§ **What you will do**:
Given the entries below, copy each of them out exactly.

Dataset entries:
★ ★ ★ ★

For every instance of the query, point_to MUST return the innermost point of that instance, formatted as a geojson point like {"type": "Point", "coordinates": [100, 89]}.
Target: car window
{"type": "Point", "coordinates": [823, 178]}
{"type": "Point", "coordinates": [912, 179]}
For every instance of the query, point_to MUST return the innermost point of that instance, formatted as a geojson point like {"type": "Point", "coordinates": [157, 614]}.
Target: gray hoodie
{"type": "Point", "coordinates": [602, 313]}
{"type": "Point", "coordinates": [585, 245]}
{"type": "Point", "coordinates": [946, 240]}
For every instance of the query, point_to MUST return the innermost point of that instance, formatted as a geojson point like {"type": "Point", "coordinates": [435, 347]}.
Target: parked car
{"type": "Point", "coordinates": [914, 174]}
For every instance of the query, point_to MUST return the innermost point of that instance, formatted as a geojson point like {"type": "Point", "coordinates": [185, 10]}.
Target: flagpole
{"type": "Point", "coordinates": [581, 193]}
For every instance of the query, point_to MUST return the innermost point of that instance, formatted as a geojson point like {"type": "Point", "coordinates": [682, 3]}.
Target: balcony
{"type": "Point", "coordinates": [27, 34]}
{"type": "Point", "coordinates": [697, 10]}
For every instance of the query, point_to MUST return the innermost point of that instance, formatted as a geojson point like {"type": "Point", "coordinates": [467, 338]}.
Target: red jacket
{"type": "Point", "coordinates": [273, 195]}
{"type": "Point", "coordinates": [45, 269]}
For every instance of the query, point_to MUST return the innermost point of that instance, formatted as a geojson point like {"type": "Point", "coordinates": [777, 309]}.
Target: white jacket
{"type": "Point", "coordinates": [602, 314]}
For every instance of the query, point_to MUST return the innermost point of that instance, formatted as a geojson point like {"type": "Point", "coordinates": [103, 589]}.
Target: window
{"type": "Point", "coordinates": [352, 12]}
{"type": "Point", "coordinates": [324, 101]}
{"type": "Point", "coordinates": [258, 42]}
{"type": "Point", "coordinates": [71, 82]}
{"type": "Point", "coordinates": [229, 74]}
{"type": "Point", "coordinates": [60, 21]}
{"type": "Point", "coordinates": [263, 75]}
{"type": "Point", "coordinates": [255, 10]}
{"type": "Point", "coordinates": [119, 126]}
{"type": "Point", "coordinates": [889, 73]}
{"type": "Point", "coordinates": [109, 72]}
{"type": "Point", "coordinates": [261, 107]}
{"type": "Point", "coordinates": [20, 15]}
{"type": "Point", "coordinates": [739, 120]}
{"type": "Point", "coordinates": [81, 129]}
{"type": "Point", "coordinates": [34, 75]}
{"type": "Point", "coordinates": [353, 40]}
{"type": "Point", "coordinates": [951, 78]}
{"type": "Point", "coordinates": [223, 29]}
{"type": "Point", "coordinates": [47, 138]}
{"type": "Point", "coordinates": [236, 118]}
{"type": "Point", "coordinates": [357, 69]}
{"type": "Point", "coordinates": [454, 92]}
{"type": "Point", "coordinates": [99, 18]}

★ ★ ★ ★

§ **Answer area**:
For every instance of the query, point_to MUST return the innermost point of that instance, formatted as a geojson point like {"type": "Point", "coordinates": [100, 89]}.
Target: car window
{"type": "Point", "coordinates": [823, 178]}
{"type": "Point", "coordinates": [912, 179]}
For every instance of the query, point_to MUST return the innermost point of that instance, formatted as a geojson point like {"type": "Point", "coordinates": [157, 614]}.
Target: gray hoodie
{"type": "Point", "coordinates": [602, 313]}
{"type": "Point", "coordinates": [585, 245]}
{"type": "Point", "coordinates": [946, 240]}
For every instance of the query, point_to MUST return the innermost point of that instance, formatted as a geojson point like {"type": "Point", "coordinates": [435, 347]}.
Target: parked car
{"type": "Point", "coordinates": [914, 174]}
For every instance of the query, point_to MUST return the innermost point of that instance, formatted as a geojson point like {"type": "Point", "coordinates": [185, 10]}.
Target: flagpole
{"type": "Point", "coordinates": [581, 193]}
For every instance of the query, point_to MUST return the innermost point of that instance, formatted as a geojson point like {"type": "Point", "coordinates": [682, 3]}.
Target: balcony
{"type": "Point", "coordinates": [27, 34]}
{"type": "Point", "coordinates": [697, 10]}
For every instance of the query, point_to MUST return the innermost point of that instance, formatted as a geojson point like {"type": "Point", "coordinates": [467, 338]}.
Target: red jacket
{"type": "Point", "coordinates": [273, 195]}
{"type": "Point", "coordinates": [45, 269]}
For every instance of the query, point_to MUST return the innermost point of that instance, formatted as a geojson point like {"type": "Point", "coordinates": [777, 309]}.
Target: white jacket
{"type": "Point", "coordinates": [602, 314]}
For every instance of the query, point_to MUST return the innermost point of that instance, formatted as a geojson point like {"type": "Point", "coordinates": [103, 589]}.
Target: window
{"type": "Point", "coordinates": [352, 12]}
{"type": "Point", "coordinates": [324, 101]}
{"type": "Point", "coordinates": [258, 42]}
{"type": "Point", "coordinates": [71, 82]}
{"type": "Point", "coordinates": [229, 74]}
{"type": "Point", "coordinates": [60, 21]}
{"type": "Point", "coordinates": [263, 75]}
{"type": "Point", "coordinates": [255, 10]}
{"type": "Point", "coordinates": [119, 126]}
{"type": "Point", "coordinates": [889, 73]}
{"type": "Point", "coordinates": [109, 72]}
{"type": "Point", "coordinates": [261, 107]}
{"type": "Point", "coordinates": [20, 15]}
{"type": "Point", "coordinates": [739, 120]}
{"type": "Point", "coordinates": [81, 129]}
{"type": "Point", "coordinates": [34, 75]}
{"type": "Point", "coordinates": [353, 40]}
{"type": "Point", "coordinates": [951, 78]}
{"type": "Point", "coordinates": [223, 29]}
{"type": "Point", "coordinates": [47, 138]}
{"type": "Point", "coordinates": [236, 118]}
{"type": "Point", "coordinates": [357, 69]}
{"type": "Point", "coordinates": [454, 92]}
{"type": "Point", "coordinates": [99, 18]}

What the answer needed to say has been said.